» Material shown
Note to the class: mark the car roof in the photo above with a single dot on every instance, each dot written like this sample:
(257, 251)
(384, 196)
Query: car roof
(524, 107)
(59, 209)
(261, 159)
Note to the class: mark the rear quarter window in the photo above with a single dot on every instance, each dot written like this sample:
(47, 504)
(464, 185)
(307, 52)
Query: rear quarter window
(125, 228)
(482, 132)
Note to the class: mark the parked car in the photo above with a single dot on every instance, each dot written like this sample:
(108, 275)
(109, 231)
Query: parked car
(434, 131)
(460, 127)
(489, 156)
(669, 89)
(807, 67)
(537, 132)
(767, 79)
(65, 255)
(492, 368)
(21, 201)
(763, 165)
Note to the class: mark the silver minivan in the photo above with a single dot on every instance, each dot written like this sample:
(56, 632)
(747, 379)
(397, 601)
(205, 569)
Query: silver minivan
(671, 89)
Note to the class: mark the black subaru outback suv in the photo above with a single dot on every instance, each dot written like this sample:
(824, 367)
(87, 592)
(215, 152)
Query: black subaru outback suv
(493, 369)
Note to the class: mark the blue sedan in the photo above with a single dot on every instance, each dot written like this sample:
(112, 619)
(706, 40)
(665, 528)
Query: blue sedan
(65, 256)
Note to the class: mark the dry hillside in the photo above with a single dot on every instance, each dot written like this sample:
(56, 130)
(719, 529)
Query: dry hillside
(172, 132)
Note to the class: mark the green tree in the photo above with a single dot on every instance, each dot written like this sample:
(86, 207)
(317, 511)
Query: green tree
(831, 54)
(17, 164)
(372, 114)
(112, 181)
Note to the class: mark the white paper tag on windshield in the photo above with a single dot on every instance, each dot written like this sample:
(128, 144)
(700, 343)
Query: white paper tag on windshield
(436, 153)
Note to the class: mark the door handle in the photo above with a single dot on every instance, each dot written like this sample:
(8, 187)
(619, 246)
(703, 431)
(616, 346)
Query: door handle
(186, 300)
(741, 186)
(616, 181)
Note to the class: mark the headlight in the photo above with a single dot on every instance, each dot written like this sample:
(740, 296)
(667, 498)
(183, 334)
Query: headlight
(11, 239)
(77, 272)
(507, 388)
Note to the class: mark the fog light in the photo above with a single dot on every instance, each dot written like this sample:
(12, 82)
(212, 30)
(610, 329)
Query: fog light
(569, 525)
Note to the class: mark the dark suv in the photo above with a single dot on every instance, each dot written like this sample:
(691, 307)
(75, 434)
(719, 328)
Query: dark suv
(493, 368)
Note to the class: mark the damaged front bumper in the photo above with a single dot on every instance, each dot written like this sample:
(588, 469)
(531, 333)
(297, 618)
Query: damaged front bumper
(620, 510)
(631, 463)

» Directions
A verbatim copy of the listing above, starting from the line with "Query: door handle" and running to its last line, is the only output needed.

» Output of the exercise
Query: door handle
(186, 300)
(741, 186)
(616, 181)
Note to the class: mark the headlight in the photo above with a single dot on every instance, each dot written like this sample:
(740, 296)
(667, 498)
(183, 334)
Query: headlight
(11, 239)
(77, 272)
(507, 388)
Note to the class: mark the fog light in the photo above with a single dot on every instance, each dot written like this sample:
(12, 82)
(212, 30)
(610, 329)
Query: fog light
(569, 525)
Note to the class: mark the dark suv in the photo above with a single dot on every instance, each dot written like this sample:
(691, 307)
(75, 434)
(719, 328)
Query: dark suv
(493, 368)
Note to the class: mark the damaged front bumper in the photo above with a single dot on every instance, each dot written like this sample:
(588, 469)
(531, 333)
(297, 618)
Query: damaged front bumper
(620, 510)
(631, 463)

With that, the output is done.